TASK OBJECTIVE |
Reproduce the lines of the records below, verbatim, beginning with the line containing "Could you please put a dot on the grassy" and continuing through the line containing "column 497, row 560", both included.

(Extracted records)
· · · · · · ·
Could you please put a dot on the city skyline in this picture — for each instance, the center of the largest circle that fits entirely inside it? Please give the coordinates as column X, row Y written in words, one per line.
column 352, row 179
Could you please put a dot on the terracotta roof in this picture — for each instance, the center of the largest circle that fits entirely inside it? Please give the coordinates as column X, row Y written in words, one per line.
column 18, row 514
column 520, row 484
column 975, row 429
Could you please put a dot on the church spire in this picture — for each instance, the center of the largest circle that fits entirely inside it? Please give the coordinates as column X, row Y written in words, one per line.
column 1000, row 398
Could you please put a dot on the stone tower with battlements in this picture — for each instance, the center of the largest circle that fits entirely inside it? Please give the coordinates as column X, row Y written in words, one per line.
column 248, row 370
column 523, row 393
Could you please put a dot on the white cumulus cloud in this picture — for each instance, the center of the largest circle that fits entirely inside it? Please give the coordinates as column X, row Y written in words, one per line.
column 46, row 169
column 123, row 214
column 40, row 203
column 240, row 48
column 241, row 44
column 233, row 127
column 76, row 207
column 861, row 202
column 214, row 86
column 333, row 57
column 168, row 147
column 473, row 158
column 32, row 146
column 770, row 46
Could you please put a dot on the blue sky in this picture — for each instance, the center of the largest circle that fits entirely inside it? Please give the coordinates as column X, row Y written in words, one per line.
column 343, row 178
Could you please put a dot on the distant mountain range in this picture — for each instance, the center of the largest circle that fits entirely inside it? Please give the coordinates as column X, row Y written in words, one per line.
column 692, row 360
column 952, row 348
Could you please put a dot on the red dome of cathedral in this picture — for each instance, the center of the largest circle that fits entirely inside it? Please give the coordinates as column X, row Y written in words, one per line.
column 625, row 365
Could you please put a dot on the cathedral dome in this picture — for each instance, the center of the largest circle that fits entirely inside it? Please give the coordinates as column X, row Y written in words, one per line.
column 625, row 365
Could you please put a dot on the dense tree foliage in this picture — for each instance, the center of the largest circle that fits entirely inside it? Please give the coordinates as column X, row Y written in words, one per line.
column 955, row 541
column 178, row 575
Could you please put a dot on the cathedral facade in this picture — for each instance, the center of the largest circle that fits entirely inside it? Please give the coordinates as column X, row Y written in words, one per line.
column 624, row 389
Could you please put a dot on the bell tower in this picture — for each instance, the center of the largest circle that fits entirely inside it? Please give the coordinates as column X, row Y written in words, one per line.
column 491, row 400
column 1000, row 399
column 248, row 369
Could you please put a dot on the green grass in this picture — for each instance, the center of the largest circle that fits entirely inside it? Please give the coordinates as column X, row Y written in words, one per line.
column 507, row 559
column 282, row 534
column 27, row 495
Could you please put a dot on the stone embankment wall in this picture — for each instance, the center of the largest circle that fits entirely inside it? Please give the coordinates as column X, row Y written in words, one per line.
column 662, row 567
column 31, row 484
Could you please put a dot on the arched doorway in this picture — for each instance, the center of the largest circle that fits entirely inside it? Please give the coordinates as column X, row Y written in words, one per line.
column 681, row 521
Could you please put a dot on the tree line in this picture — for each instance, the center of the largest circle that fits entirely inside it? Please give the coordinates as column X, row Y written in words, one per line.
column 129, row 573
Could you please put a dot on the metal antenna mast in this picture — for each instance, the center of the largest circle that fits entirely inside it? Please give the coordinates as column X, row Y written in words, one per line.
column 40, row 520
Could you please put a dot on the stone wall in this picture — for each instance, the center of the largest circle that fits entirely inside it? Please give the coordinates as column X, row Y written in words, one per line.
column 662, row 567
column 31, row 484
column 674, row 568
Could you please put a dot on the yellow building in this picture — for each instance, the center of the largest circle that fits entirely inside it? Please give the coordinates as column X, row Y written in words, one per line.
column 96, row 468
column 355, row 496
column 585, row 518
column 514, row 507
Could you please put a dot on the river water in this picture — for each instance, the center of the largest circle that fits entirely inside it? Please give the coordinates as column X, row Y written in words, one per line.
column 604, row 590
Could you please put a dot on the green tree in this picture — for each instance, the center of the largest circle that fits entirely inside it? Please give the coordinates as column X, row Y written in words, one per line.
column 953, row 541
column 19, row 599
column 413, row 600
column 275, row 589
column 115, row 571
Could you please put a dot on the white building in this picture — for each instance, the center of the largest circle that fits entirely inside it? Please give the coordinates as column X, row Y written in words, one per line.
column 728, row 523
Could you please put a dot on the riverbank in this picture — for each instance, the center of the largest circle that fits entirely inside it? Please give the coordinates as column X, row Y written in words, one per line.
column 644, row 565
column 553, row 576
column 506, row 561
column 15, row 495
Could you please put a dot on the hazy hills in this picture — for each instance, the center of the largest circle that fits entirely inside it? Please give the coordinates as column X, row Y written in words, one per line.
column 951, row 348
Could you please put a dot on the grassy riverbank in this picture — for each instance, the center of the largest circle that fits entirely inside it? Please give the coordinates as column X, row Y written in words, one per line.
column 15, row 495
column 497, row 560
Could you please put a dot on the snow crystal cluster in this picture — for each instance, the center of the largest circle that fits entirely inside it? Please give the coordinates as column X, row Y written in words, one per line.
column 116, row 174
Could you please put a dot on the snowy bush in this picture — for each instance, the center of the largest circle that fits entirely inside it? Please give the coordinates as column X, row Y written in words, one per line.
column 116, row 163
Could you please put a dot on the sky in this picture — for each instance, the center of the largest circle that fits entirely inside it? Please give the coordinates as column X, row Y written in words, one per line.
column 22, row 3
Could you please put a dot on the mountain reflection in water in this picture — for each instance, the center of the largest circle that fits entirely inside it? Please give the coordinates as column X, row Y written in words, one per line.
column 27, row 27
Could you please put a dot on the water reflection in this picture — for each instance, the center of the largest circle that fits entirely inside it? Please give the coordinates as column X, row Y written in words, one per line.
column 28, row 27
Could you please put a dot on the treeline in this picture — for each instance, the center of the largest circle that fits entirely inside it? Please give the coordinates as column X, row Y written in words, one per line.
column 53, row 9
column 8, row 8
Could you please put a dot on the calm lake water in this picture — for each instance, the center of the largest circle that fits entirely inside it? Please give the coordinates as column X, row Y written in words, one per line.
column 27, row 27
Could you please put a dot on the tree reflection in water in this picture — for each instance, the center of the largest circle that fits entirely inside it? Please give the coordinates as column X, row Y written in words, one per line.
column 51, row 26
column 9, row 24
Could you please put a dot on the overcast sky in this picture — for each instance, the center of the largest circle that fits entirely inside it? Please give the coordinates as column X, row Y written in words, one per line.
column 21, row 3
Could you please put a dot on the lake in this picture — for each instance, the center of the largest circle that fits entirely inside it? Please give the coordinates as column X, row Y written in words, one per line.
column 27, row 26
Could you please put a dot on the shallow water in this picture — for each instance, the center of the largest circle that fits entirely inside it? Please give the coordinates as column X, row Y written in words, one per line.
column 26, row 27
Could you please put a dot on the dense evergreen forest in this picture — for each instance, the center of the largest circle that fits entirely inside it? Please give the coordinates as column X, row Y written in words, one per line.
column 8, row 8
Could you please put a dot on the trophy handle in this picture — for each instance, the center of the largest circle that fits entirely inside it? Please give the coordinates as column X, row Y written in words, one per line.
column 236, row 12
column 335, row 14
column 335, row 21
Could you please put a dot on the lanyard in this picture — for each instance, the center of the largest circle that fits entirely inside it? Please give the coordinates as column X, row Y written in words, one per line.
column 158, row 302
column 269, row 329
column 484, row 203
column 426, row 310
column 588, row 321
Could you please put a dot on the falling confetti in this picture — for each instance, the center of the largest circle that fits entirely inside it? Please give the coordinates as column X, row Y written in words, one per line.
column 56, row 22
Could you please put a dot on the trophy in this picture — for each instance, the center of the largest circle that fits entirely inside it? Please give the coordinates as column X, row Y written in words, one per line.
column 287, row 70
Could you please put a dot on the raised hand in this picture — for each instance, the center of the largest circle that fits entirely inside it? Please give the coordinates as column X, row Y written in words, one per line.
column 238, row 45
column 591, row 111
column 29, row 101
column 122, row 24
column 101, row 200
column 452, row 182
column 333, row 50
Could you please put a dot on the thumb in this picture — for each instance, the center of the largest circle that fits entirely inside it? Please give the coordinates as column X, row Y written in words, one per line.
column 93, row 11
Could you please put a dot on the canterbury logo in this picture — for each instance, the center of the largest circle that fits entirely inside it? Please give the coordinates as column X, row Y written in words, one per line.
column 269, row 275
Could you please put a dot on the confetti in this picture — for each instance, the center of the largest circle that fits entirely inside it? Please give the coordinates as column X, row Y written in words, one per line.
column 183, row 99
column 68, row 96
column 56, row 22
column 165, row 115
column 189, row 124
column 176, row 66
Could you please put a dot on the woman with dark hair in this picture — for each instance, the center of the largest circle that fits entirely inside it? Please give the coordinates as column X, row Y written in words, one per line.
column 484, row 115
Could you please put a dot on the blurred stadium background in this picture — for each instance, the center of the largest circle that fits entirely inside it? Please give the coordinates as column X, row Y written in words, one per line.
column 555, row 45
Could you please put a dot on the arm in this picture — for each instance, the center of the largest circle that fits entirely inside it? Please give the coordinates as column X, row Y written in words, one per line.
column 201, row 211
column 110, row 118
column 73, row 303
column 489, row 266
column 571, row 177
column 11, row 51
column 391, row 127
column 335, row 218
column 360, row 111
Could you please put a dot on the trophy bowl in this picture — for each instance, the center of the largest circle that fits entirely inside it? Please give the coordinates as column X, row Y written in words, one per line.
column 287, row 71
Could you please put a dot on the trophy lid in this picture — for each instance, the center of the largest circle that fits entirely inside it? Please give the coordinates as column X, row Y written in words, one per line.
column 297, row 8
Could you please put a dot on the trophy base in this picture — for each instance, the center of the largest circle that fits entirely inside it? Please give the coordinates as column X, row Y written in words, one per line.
· · · · · · ·
EXERCISE OUTPUT |
Could you please put a dot on the grassy riverbank in this picture — for each instance, the center of the largest circle that fits entirely inside it? Please give the coordinates as column X, row Y written in words, one per line.
column 15, row 495
column 497, row 560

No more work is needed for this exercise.